* [Try it]:
Please decide whether each statement below, (a) through (c), agrees with the excerpt on Doe III. Answer yes or no and quote the words from the excerpt that decide it. (a) Agent Plitt advised the juvenile's mother of the juvenile's Miranda rights. (b) The writer retrieved and examined the briefs filed in Doe III. (c) Doe III held that Miranda information had to be included in the parental notification.

* [Selected excerpt]:
First, it is not a holding that only the arresting officer may handle the notification. The clear point of the sentence is *749timing, i.e., it’s too late if the notification is handled by a “subsequent official handling the judicial phases of the matter.” The issue being addressed in Doe III was not who had to accomplish the notification, but whether “ § 5033 requires the government to inform the juvenile’s parents of the juvenile’s Miranda rights.” Id. Our answer to this question was “yes,” because (1) children need parental involvement during interrogation; and (2) the information the parents most need at that moment is contained in Miranda advisement. Thus, the sentence upon which the majority relies is inappropriately used by them out of context to support their holding.
To erase any lingering doubt about what Doe III stands for, I have retrieved and examined the briefs filed in that case and confirmed and discovered the following.
As described in the opinion, the “arresting officer” in Doe III, one Agent Plitt, did contact the juvenile’s mother in that case and told her that he had arrested Doe in connection with a vehicle loaded with narcotics that her son was driving. What Agent Plitt did not do was advise the juvenile’s mother of the juvenile’s Miranda rights. The relevant issue in Doe III was whether the law and § 5033 required Plitt to include Miranda information in £he parental notification. Doe III held that such information was required. The issue of who must accomplish the notification appeal’s nowhere in the briefs, nor could it in view of the fact that the arresting officer was the one who made the contact. Moreover, Agent Plitt told the juvenile, as the panel’s opinion recommends, that he would see an attorney within one or two days of his arrest, depending upon who prosecuted him. This wayward advice explains the panel’s reference to a “subsequent official who might handle the judicial phases of the matter.... ” To quote the panel, “Plitt’s response [to the juvenile] addressed when, in the course of the judicial process, Doe would be appointed counsel.” (Emphasis added).
The second problem is simply that if this sentence is a holding that binds us as precedent, it is dead wrong. As Doe III recognizes, all the purposes of parental and surrogate consular notification are accomplished in the substance, content, and timing of the notification, not in who actually speaks to the parents. Can anyone imagine an opinion by a panel of this court reversing a conviction because the arresting officer’s partner instead of the arresting officer called the juvenile arrestee’s parents at the very moment of the arrest and fully notified them of everything required by the law? Of course not, but this odd result is precisely what would be required by this case. My colleagues’ holding gives new meaning to “form over substance.”

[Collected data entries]
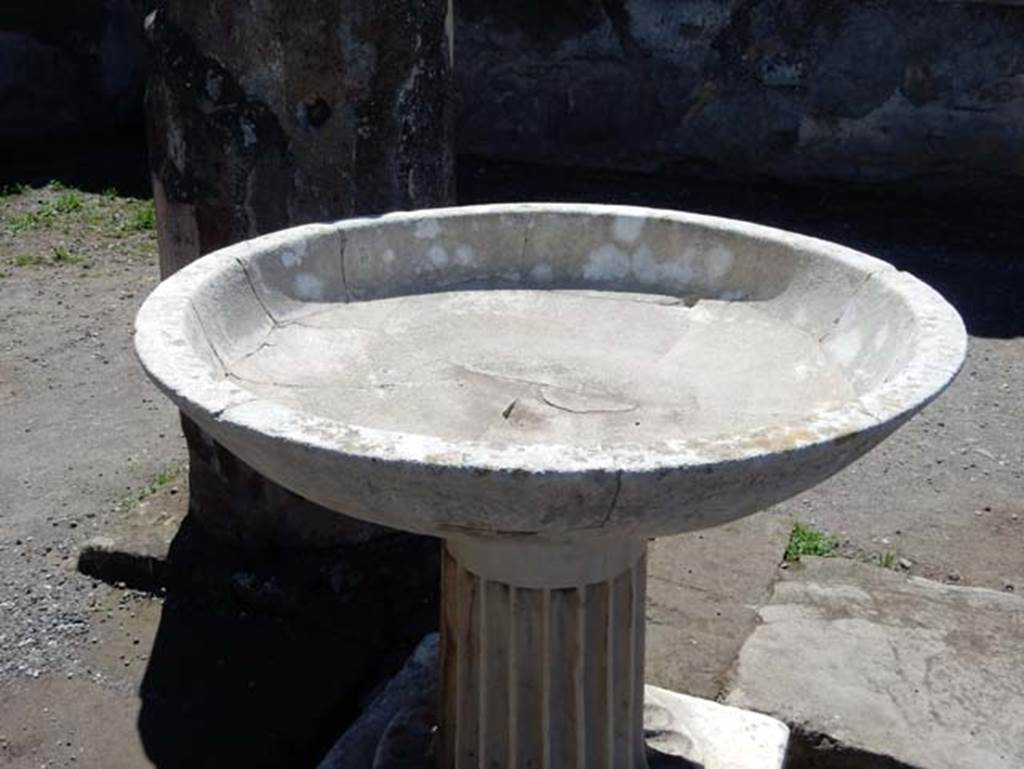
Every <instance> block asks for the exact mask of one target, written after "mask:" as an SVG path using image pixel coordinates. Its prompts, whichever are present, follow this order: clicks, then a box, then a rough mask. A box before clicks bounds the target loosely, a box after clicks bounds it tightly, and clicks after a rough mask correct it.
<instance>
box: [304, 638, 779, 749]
mask: <svg viewBox="0 0 1024 769" xmlns="http://www.w3.org/2000/svg"><path fill="white" fill-rule="evenodd" d="M438 640H439V639H438V637H437V636H436V635H430V636H427V638H425V639H424V640H423V642H422V643H421V644H420V646H419V647H418V648H417V650H416V651H415V652H414V654H413V655H412V656H411V657H410V659H409V661H408V663H407V664H406V666H404V668H402V670H401V671H400V672H399V673H398V674H397V675H396V676H394V677H393V678H392V679H391V680H390V681H388V682H387V683H386V684H385V685H384V687H383V689H382V690H381V691H380V693H378V694H377V696H376V697H375V698H374V699H373V700H372V701H371V702H370V703H369V704H368V706H367V708H366V709H365V710H364V712H362V714H361V715H360V716H359V718H358V719H356V721H355V722H354V723H353V724H352V725H351V726H350V727H349V728H348V729H347V730H346V731H345V733H344V734H343V735H342V736H341V738H340V739H339V740H338V741H337V742H336V743H335V745H334V747H333V749H332V750H331V752H330V753H329V754H328V755H327V756H326V757H325V758H324V760H323V761H322V762H321V764H319V765H318V769H430V767H433V766H435V762H434V759H433V756H432V754H433V752H434V749H435V738H434V736H433V732H434V729H433V726H434V725H435V724H436V722H437V712H436V704H435V702H436V692H437V677H436V671H437V661H438V659H437V657H438V650H439V644H438ZM643 700H644V713H643V727H644V734H645V739H646V761H647V765H648V766H649V767H650V769H781V767H782V765H783V763H784V759H785V751H786V743H787V741H788V736H790V730H788V729H787V728H786V726H785V725H784V724H782V723H781V722H779V721H776V720H775V719H773V718H770V717H767V716H763V715H761V714H758V713H751V712H750V711H743V710H740V709H738V708H730V707H727V706H722V704H719V703H718V702H713V701H709V700H707V699H699V698H697V697H691V696H686V695H684V694H677V693H676V692H672V691H667V690H665V689H659V688H657V687H654V686H647V687H644V692H643ZM505 758H506V757H505V756H504V755H503V756H501V757H496V758H495V759H494V760H493V761H488V762H486V765H487V766H504V765H505V764H504V763H503V762H504V761H505ZM519 758H522V755H521V754H519ZM484 763H485V762H483V761H481V762H480V764H479V765H481V766H482V765H484ZM541 763H543V760H542V762H540V763H538V764H532V763H527V765H529V766H535V765H541ZM597 763H599V760H595V761H593V762H586V764H577V762H575V761H570V762H568V763H566V762H564V761H563V762H558V763H556V765H557V766H566V767H567V766H577V765H580V766H584V765H585V766H588V767H589V766H593V765H595V764H597ZM472 765H473V766H476V765H477V764H476V763H475V762H473V764H472ZM544 765H547V764H546V763H545V764H544ZM458 766H463V764H461V763H460V764H458ZM466 766H469V764H466ZM608 766H609V767H612V766H613V767H615V768H616V769H618V768H620V767H623V766H626V764H625V763H623V762H621V761H620V762H615V763H613V764H608Z"/></svg>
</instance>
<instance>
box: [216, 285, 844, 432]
mask: <svg viewBox="0 0 1024 769" xmlns="http://www.w3.org/2000/svg"><path fill="white" fill-rule="evenodd" d="M228 371H229V373H228V376H229V377H230V378H231V379H233V380H234V381H236V382H237V383H238V384H239V385H241V386H242V387H244V388H247V389H249V390H251V391H253V392H254V393H257V394H258V395H260V396H261V397H265V398H267V399H271V400H274V401H278V402H282V403H285V404H288V405H291V407H293V408H296V409H299V410H301V411H304V412H308V413H313V414H317V415H321V416H326V417H330V418H333V419H336V420H339V421H341V422H344V423H348V424H355V425H359V426H365V427H372V428H378V429H384V430H391V431H397V432H407V433H416V434H425V435H435V436H438V437H442V438H445V439H449V440H485V441H489V442H500V443H504V444H530V443H563V444H570V445H579V446H593V445H595V444H605V445H607V444H614V443H636V442H641V441H642V442H657V441H663V440H670V439H673V438H679V437H680V436H684V437H688V436H694V437H696V436H709V435H717V434H722V433H726V432H729V431H730V430H753V429H759V428H765V427H771V426H773V425H775V424H778V423H779V422H784V421H792V420H796V419H799V418H802V417H807V416H811V415H813V414H814V413H816V412H818V411H821V410H824V409H827V408H831V407H835V405H837V404H839V403H842V402H844V401H846V400H848V399H850V398H852V397H853V395H854V388H853V384H852V383H851V381H850V378H849V377H848V376H847V374H846V372H844V370H843V368H842V367H841V366H840V365H839V364H838V362H837V361H836V360H834V359H833V358H830V357H829V356H828V354H827V353H826V352H825V350H824V349H823V348H822V346H821V343H820V342H819V341H818V339H816V338H815V337H814V336H813V335H811V334H809V333H807V332H806V331H803V330H801V329H799V328H797V327H795V326H794V325H792V324H790V323H786V322H785V321H782V319H779V318H777V317H773V316H772V315H771V314H769V313H767V312H765V311H764V310H763V309H762V308H761V307H760V306H759V303H754V302H738V301H720V300H711V299H709V300H702V301H698V302H695V303H694V302H693V301H692V300H689V301H686V300H681V299H678V298H675V297H671V296H665V295H657V294H636V293H624V292H599V291H586V290H556V291H544V290H537V289H532V290H493V291H485V290H475V291H452V292H443V293H434V294H418V295H410V296H402V297H391V298H384V299H375V300H370V301H364V302H352V303H339V304H337V305H336V306H334V307H331V308H328V309H322V310H321V311H318V312H316V313H315V314H311V315H309V316H307V317H303V318H301V319H295V321H292V322H290V323H287V324H284V325H281V326H275V327H273V328H272V329H271V330H270V331H269V333H268V334H267V337H266V339H265V340H264V342H263V343H262V344H261V345H260V347H259V348H258V349H257V350H256V351H255V352H254V353H253V354H251V355H248V356H246V357H244V358H243V359H241V360H238V361H236V362H233V364H231V365H230V366H229V370H228Z"/></svg>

* [Answer for this exercise]:
(a) No: "What Agent Plitt did not do was advise the juvenile’s mother of the juvenile’s Miranda rights."
(b) Yes: "I have retrieved and examined the briefs filed in that case"
(c) Yes: "Doe III held that such information was required."